## What you have to do:
Count the lines in the data below that contain the string "edge", treating uppercase and lowercase as different. Reply with the number only.

Labeled box records:

____________________

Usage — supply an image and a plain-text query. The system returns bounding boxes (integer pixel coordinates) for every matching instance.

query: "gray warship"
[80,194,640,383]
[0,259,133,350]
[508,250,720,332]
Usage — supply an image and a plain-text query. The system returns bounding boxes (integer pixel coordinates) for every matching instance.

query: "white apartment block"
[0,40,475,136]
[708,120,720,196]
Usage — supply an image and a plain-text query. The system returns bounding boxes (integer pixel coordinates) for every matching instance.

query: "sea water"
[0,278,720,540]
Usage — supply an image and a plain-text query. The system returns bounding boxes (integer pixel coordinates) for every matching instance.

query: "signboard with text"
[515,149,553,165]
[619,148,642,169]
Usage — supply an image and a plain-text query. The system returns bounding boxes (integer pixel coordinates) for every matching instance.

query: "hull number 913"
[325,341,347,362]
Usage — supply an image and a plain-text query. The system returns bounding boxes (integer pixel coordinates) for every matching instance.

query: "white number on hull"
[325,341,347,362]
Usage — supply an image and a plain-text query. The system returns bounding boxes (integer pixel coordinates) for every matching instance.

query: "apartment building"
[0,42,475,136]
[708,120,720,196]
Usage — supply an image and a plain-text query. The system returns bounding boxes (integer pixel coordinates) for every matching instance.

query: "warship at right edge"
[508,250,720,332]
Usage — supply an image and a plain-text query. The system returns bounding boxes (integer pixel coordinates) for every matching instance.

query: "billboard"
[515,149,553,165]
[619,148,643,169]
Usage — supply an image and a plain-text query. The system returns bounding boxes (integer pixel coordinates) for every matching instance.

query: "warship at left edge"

____________________

## The solution:
2